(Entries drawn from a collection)
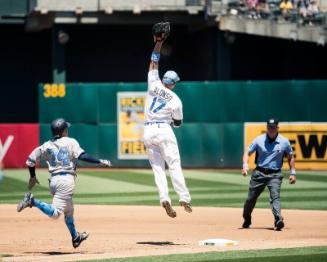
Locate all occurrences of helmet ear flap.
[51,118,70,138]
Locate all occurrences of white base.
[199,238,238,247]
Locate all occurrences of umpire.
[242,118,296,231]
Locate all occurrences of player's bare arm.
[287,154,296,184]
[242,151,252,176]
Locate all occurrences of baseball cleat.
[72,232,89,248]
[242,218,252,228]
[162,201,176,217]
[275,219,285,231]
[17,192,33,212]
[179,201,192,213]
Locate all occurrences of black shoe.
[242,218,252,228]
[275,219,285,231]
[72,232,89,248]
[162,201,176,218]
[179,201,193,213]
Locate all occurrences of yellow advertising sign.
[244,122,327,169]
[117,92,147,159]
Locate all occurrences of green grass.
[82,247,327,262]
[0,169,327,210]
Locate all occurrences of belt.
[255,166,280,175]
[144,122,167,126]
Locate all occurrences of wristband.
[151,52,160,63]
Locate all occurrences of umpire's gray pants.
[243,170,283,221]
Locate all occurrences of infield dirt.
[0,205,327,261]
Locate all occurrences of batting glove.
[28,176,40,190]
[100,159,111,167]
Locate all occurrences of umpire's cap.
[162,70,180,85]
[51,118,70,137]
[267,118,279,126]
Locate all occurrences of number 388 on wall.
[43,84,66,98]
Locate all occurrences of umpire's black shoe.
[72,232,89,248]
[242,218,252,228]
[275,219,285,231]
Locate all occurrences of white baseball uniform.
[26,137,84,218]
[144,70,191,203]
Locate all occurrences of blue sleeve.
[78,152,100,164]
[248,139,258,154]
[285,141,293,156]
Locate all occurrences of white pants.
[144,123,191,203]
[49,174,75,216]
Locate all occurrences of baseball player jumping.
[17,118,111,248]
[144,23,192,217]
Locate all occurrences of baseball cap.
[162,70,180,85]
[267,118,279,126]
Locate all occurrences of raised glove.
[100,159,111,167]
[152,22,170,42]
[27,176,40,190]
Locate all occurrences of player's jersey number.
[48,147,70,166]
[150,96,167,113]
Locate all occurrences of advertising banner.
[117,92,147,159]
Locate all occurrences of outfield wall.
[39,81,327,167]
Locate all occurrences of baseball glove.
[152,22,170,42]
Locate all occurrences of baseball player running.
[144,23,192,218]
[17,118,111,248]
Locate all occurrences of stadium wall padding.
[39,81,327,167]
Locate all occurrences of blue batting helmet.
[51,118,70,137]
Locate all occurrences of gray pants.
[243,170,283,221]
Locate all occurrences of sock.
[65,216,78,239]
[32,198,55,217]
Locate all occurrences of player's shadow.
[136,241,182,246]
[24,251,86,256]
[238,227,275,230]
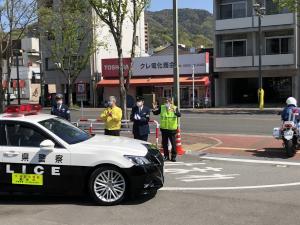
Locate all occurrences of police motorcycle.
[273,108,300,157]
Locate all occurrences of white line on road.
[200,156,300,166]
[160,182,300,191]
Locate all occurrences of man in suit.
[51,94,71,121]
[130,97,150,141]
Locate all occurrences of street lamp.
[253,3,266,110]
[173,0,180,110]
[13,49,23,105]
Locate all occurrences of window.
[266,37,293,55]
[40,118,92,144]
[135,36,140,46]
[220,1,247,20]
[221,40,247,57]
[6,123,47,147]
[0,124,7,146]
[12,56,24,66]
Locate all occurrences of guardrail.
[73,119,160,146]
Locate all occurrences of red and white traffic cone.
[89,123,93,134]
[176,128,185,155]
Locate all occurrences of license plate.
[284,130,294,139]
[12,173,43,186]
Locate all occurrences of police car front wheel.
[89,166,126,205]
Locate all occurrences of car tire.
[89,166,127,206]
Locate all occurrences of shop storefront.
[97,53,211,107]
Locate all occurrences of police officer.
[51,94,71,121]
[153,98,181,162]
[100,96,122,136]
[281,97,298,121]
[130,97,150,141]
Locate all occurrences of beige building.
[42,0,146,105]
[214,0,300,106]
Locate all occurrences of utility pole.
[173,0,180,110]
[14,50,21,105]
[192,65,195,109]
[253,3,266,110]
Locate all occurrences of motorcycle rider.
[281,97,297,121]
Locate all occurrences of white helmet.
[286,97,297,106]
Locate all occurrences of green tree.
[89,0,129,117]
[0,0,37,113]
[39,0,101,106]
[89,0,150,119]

--

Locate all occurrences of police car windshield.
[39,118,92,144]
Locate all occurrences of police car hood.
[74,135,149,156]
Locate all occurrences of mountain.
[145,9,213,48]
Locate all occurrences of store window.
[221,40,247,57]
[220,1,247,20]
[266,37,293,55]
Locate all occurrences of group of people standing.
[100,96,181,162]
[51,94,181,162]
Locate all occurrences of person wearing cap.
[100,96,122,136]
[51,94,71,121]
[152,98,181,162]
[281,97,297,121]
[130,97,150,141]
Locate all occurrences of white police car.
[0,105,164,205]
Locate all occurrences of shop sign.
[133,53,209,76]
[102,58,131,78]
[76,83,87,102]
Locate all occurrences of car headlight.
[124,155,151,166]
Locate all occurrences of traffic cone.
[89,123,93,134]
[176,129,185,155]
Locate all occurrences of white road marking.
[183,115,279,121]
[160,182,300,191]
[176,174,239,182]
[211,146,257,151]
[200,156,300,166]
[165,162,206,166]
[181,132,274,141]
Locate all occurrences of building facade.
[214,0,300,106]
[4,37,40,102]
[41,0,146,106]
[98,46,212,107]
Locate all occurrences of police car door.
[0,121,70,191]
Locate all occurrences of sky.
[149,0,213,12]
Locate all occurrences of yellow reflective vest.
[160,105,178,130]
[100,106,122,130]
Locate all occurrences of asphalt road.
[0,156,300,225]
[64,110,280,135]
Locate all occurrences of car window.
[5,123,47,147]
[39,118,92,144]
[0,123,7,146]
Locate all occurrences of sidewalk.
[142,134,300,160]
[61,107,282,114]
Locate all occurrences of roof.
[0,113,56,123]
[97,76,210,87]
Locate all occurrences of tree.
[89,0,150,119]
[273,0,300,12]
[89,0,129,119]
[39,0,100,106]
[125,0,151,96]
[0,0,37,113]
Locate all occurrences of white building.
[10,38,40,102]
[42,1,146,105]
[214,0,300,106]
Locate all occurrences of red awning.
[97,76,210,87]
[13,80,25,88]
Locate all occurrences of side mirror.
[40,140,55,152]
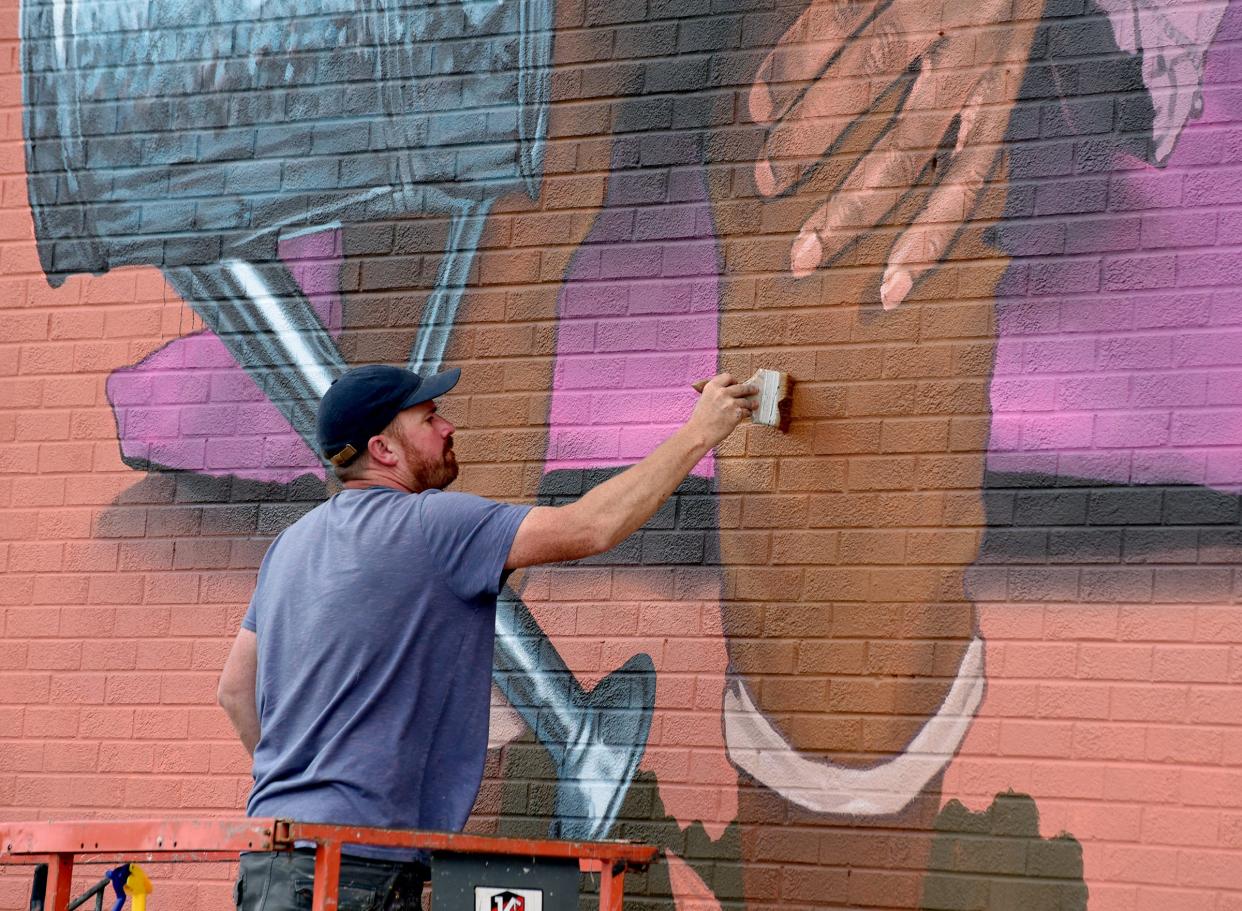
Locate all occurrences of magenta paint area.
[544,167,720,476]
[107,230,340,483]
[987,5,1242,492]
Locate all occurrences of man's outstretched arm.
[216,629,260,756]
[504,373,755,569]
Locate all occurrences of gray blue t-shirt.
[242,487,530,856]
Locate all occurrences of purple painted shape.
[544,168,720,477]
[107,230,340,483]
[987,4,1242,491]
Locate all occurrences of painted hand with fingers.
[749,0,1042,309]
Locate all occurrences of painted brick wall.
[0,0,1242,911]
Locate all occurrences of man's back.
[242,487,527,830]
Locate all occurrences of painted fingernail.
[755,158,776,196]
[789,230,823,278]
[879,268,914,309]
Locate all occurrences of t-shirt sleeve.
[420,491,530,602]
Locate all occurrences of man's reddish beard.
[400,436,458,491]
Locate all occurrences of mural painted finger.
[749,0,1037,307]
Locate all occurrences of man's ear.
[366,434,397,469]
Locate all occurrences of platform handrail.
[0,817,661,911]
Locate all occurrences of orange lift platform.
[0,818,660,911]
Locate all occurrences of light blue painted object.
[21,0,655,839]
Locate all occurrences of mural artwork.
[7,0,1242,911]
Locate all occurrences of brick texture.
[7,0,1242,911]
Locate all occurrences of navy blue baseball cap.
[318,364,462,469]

OBJECTIVE: Pick out each line above that contains the word "pants" and copy those lines in full.

EXERCISE OUTPUT:
Locate all occurrences of umpire's gray pants.
Locate all occurrences of white pants.
Locate all occurrences of gray pants.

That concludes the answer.